Only the closing portion of the entries is to be reproduced: the line containing "Using the labeling tool, outline every exhaust" through the very last line, exactly as written.

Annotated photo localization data
★ ★ ★ ★
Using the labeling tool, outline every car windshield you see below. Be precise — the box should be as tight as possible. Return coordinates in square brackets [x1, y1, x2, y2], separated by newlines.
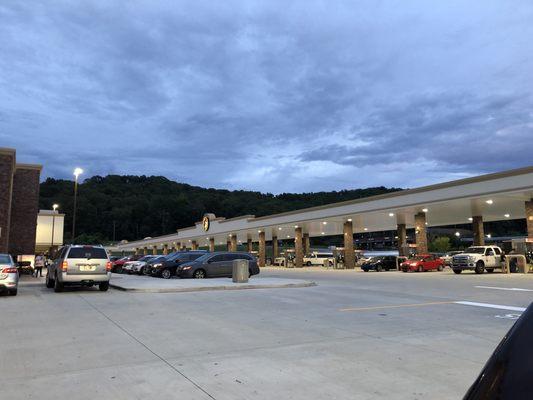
[67, 247, 108, 259]
[413, 256, 426, 261]
[0, 255, 12, 264]
[138, 256, 153, 261]
[465, 247, 486, 254]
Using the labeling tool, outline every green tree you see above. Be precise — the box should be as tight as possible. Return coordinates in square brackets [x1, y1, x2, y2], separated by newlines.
[39, 175, 403, 242]
[429, 236, 451, 253]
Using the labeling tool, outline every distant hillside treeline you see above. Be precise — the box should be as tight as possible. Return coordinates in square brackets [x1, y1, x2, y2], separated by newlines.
[39, 175, 401, 243]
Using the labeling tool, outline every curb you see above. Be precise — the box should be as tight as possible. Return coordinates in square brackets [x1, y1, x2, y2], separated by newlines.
[110, 281, 316, 293]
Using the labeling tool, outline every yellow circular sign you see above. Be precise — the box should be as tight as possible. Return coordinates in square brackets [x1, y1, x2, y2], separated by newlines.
[202, 216, 210, 232]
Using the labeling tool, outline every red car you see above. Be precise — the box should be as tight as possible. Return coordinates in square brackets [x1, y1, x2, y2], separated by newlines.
[112, 255, 143, 273]
[401, 254, 444, 272]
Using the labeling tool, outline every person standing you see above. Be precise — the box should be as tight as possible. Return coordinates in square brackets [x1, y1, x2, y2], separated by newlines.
[34, 254, 45, 277]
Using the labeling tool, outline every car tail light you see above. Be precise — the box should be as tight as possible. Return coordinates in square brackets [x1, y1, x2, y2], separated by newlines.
[106, 261, 112, 271]
[2, 267, 17, 273]
[61, 261, 68, 271]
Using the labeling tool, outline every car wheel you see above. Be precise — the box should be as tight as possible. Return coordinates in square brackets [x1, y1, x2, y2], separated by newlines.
[193, 269, 206, 279]
[53, 275, 64, 293]
[486, 268, 494, 273]
[363, 269, 369, 272]
[138, 268, 144, 275]
[9, 289, 17, 296]
[437, 265, 443, 271]
[306, 261, 312, 266]
[161, 269, 172, 279]
[417, 266, 424, 272]
[376, 265, 383, 272]
[99, 282, 109, 291]
[453, 269, 462, 274]
[475, 261, 485, 274]
[45, 272, 54, 288]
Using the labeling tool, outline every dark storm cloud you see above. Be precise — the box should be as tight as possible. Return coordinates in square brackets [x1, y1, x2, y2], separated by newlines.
[299, 91, 533, 172]
[0, 0, 532, 192]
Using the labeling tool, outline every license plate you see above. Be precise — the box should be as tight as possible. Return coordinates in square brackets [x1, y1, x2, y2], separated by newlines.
[79, 265, 96, 272]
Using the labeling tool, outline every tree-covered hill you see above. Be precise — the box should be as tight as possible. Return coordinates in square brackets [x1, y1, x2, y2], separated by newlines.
[39, 175, 401, 243]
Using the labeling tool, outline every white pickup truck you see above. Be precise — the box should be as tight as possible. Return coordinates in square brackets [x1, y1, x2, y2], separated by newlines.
[451, 246, 505, 274]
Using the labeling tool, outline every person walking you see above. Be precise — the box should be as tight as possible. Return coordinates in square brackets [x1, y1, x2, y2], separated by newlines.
[34, 253, 45, 277]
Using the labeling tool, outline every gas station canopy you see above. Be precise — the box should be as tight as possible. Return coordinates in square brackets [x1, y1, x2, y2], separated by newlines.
[115, 166, 533, 251]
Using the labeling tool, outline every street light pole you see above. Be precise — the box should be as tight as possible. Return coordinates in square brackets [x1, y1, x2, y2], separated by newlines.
[51, 203, 58, 251]
[72, 168, 83, 241]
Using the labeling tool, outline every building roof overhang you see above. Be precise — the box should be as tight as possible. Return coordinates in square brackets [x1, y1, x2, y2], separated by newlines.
[114, 166, 533, 250]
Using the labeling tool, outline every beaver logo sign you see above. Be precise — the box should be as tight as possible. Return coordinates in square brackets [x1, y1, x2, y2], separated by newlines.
[202, 216, 210, 232]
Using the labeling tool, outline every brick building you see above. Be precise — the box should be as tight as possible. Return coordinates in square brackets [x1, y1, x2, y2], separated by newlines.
[0, 148, 42, 256]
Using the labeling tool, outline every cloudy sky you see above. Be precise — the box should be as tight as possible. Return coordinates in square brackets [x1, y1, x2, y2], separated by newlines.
[1, 1, 532, 193]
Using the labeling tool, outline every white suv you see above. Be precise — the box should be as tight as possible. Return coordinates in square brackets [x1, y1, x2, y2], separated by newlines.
[303, 252, 334, 267]
[46, 245, 111, 292]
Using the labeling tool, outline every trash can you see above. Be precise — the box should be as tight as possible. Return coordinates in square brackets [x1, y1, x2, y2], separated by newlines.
[232, 259, 249, 283]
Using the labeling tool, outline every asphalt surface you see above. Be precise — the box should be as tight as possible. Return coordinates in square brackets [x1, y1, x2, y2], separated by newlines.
[1, 268, 532, 400]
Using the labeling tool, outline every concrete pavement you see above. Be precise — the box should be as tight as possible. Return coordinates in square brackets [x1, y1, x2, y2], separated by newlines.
[1, 269, 532, 399]
[109, 273, 316, 292]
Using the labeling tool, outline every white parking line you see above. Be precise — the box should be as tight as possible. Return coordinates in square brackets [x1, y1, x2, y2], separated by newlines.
[454, 301, 526, 312]
[475, 286, 533, 292]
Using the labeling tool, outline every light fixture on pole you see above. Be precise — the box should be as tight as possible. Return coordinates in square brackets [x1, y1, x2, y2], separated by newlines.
[72, 168, 83, 241]
[51, 204, 59, 252]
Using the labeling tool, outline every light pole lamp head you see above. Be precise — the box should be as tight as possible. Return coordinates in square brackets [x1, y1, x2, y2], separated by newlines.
[73, 167, 84, 179]
[52, 204, 59, 211]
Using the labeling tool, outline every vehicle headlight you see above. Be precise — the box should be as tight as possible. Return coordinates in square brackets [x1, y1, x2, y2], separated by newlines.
[468, 256, 476, 262]
[153, 263, 162, 268]
[182, 266, 192, 270]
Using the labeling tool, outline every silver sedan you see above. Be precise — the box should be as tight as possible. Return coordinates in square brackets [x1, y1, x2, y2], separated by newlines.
[0, 254, 18, 296]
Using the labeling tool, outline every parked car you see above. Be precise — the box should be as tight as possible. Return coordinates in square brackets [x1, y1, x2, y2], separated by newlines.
[151, 251, 208, 279]
[112, 255, 143, 273]
[303, 252, 334, 266]
[122, 255, 157, 274]
[401, 254, 444, 272]
[16, 260, 34, 275]
[132, 255, 166, 275]
[143, 255, 168, 275]
[0, 254, 18, 296]
[122, 255, 156, 274]
[46, 245, 112, 292]
[451, 246, 505, 274]
[440, 251, 463, 266]
[361, 256, 397, 272]
[177, 251, 260, 279]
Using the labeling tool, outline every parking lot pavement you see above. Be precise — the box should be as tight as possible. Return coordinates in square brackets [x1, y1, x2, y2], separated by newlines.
[1, 270, 532, 400]
[109, 273, 316, 292]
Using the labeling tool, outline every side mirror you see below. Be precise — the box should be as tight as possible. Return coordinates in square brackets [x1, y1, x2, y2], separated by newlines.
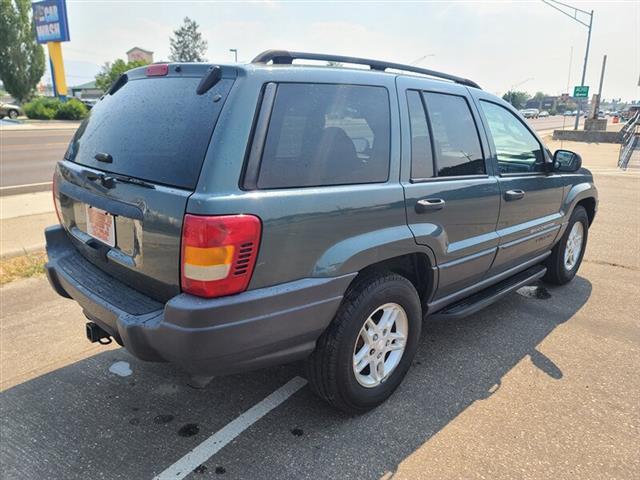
[553, 149, 582, 172]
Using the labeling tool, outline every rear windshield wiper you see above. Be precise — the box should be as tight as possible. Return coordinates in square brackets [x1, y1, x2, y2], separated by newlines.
[113, 175, 156, 189]
[108, 74, 128, 96]
[196, 66, 222, 95]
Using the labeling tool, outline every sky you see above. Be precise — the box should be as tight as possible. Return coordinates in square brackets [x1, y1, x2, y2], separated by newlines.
[49, 0, 639, 101]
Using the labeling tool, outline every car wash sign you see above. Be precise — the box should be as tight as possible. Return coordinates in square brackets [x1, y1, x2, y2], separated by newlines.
[32, 0, 70, 44]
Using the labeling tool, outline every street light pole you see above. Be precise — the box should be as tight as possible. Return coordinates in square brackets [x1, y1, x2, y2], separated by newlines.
[229, 48, 238, 63]
[541, 0, 594, 130]
[410, 54, 436, 65]
[575, 10, 593, 129]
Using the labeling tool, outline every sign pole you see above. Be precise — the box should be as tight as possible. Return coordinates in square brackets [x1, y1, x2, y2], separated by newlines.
[47, 42, 67, 99]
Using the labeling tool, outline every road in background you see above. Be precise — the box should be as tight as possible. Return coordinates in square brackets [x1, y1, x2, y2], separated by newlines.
[527, 114, 585, 133]
[0, 128, 74, 196]
[0, 116, 586, 196]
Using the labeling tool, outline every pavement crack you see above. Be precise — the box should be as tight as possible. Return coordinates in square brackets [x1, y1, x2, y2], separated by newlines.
[584, 259, 639, 271]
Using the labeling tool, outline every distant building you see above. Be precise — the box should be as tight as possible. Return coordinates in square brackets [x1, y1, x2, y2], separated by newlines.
[70, 81, 102, 99]
[36, 82, 54, 97]
[525, 96, 558, 111]
[127, 47, 154, 63]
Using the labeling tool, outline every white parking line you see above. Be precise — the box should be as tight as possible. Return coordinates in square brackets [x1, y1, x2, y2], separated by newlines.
[153, 376, 308, 480]
[0, 181, 52, 191]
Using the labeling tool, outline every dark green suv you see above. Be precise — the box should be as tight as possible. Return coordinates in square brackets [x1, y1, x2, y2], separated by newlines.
[45, 51, 597, 413]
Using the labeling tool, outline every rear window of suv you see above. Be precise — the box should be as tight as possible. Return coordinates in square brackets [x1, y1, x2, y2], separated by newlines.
[256, 83, 390, 189]
[65, 76, 234, 190]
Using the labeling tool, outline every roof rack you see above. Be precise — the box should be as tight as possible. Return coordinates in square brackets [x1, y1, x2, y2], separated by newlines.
[251, 50, 481, 90]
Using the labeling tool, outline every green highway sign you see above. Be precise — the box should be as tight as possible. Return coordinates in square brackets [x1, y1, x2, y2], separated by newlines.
[573, 86, 590, 98]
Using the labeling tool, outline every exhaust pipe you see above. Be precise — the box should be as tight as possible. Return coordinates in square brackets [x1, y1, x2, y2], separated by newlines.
[86, 322, 112, 344]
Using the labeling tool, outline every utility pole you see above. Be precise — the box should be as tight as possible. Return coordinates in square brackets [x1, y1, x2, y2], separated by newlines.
[597, 54, 607, 97]
[541, 0, 594, 130]
[591, 54, 607, 119]
[229, 48, 238, 63]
★ ★ ★ ★
__THE ANSWER__:
Using the labeling tool, outline every exhaust pipe you see above. Be precise — the box should be as tight as possible. Return coordinates in square brackets [x1, y1, x2, y2], separated by newlines.
[86, 322, 112, 344]
Using the labeling tool, outline every utility pole you see above. Be precise — the box should be as tight as possible. Return coordinates in square brackets [x1, y1, x2, y2], separated by newlines.
[597, 54, 607, 97]
[541, 0, 594, 130]
[591, 54, 607, 119]
[229, 48, 238, 63]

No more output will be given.